> [Required task]
Convert all of the data below into a Markdown table with two columns, Row and Line. Number each row and give one line of the data per row, omitting blank lines.

> [Given information]
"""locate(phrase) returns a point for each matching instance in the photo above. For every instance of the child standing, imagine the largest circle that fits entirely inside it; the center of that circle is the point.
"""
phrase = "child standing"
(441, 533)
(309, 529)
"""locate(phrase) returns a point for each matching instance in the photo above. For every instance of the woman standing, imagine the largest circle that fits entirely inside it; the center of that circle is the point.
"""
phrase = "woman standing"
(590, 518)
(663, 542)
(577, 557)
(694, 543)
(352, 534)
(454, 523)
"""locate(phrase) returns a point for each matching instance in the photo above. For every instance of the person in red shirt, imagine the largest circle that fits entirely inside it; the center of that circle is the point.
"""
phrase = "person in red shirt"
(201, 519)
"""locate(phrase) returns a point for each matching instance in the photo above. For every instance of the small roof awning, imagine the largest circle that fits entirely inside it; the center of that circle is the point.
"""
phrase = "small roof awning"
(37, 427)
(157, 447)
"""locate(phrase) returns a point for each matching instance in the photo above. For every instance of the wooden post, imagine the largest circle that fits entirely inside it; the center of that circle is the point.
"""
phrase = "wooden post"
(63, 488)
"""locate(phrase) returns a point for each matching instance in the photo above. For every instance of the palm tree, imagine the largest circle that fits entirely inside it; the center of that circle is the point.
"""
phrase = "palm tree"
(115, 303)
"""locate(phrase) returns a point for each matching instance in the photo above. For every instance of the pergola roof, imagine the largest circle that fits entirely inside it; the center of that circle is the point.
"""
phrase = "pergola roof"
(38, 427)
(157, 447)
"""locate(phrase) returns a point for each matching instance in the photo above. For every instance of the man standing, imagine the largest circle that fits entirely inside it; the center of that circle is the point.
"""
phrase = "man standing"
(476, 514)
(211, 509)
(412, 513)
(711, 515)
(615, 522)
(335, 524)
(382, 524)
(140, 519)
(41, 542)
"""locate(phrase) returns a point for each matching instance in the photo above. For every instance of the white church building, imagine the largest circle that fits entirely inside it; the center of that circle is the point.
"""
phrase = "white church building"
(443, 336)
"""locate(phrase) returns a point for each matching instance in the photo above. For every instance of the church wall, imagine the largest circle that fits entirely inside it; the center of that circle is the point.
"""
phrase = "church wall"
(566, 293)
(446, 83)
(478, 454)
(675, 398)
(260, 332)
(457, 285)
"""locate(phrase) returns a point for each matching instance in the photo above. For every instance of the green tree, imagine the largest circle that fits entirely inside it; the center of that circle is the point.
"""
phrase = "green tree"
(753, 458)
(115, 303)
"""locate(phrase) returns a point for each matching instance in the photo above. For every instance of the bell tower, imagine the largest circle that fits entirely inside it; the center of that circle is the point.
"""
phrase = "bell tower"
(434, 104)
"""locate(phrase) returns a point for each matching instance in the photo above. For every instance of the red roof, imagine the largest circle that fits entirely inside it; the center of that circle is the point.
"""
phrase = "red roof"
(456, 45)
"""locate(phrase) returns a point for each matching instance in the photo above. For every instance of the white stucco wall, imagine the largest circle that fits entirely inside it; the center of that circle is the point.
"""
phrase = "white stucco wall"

> [Exercise response]
| Row | Line |
|---|---|
| 1 | """locate(phrase) returns a point for each matching instance in the photo above. For every instance of the child standing, imagine the largest circle that fits entirely inside it; the center of that circle is the point. |
| 2 | """ |
| 3 | phrase = "child standing" |
| 4 | (441, 533) |
| 5 | (309, 529) |
| 6 | """locate(phrase) returns a point for each matching instance in the photo above. For every instance of the woman standing, imagine the largest circle that fits entirely inside it; the center of that circle is the point. |
| 7 | """ |
| 8 | phrase = "woman standing" |
| 9 | (590, 518) |
| 10 | (663, 542) |
| 11 | (577, 557) |
| 12 | (694, 543) |
| 13 | (352, 534) |
| 14 | (454, 523) |
| 15 | """locate(phrase) returns a point for each matching instance in the photo above. For every instance of the person in red shirt, imagine the largest circle that fits entirely inside it; the center of that circle is the point. |
| 16 | """ |
| 17 | phrase = "person in red shirt" |
| 18 | (201, 519) |
| 19 | """locate(phrase) returns a point for each matching instance in the photo above. For every instance of the small roof awning, imagine the largest circle that fits entirely inside it; the center of that circle is the point. |
| 20 | """ |
| 21 | phrase = "small roof awning" |
| 22 | (37, 427) |
| 23 | (157, 447) |
| 24 | """locate(phrase) returns a point for each matching instance in the photo above. For every instance of the wooden post, imagine the largest circle that fits entirely inside it; the center of that circle is the point. |
| 25 | """ |
| 26 | phrase = "wooden post" |
| 27 | (63, 488) |
| 28 | """locate(phrase) returns a point for each matching instance in the photo above. For every instance of the palm tree, imagine the largest circle that fits entirely inside it; the center of that circle is the point. |
| 29 | """ |
| 30 | phrase = "palm tree" |
| 31 | (115, 303) |
| 32 | """locate(phrase) returns a point for each matching instance in the photo above. For every instance of the pergola roof, imagine the largest circle that fits entirely inside it; the center of that circle is the point. |
| 33 | """ |
| 34 | phrase = "pergola roof" |
| 35 | (38, 427) |
| 36 | (157, 447) |
| 37 | """locate(phrase) returns a point for each matching instance in the photo above. For every instance of the man standing, imagine the largest circle that fits entirely inside it; the center of that circle is the point. |
| 38 | """ |
| 39 | phrase = "man standing" |
| 40 | (476, 514) |
| 41 | (211, 509) |
| 42 | (412, 513) |
| 43 | (711, 515) |
| 44 | (615, 522) |
| 45 | (335, 524) |
| 46 | (382, 524) |
| 47 | (140, 519) |
| 48 | (41, 542) |
| 49 | """locate(phrase) returns a point for each matching instance in the photo above. For every instance of the white church building, imagine the largest circle that fits entirely inside it; the center of that circle is the point. |
| 50 | """ |
| 51 | phrase = "white church building" |
| 52 | (443, 336) |
| 53 | """locate(phrase) returns a point for each matching instance in the photo above. For every instance of the church wall, imagine the largest circle that fits entirely inside it; the center of that circle is the point. |
| 54 | """ |
| 55 | phrase = "church wall" |
| 56 | (566, 293) |
| 57 | (446, 83) |
| 58 | (478, 454) |
| 59 | (675, 398) |
| 60 | (260, 332) |
| 61 | (457, 285) |
| 62 | """locate(phrase) returns a point for each matching instance in the photo above. For every instance of the green tree, imagine the largest circle that fits entirely inside it; the center of that circle is the point. |
| 63 | """ |
| 64 | phrase = "green tree" |
| 65 | (753, 458) |
| 66 | (115, 303) |
| 67 | """locate(phrase) returns a point for each matching instance in the photo above. For every instance of the bell tower, imagine the largest circle that fits entirely inside it; the center of that circle is the point. |
| 68 | """ |
| 69 | phrase = "bell tower" |
| 70 | (434, 104) |
| 71 | """locate(phrase) returns a point for each matching instance in the photo above. For every instance of the red roof, imagine the largest circle that fits entirely inside it; the center of that circle is the point. |
| 72 | """ |
| 73 | phrase = "red roof" |
| 74 | (456, 45) |
| 75 | """locate(phrase) returns a point for each matching instance in the photo above. For every instance of the white stucco wall, imagine the largest circle that fits entirely inside it; the center of that circle is the point. |
| 76 | """ |
| 77 | phrase = "white stucco wall" |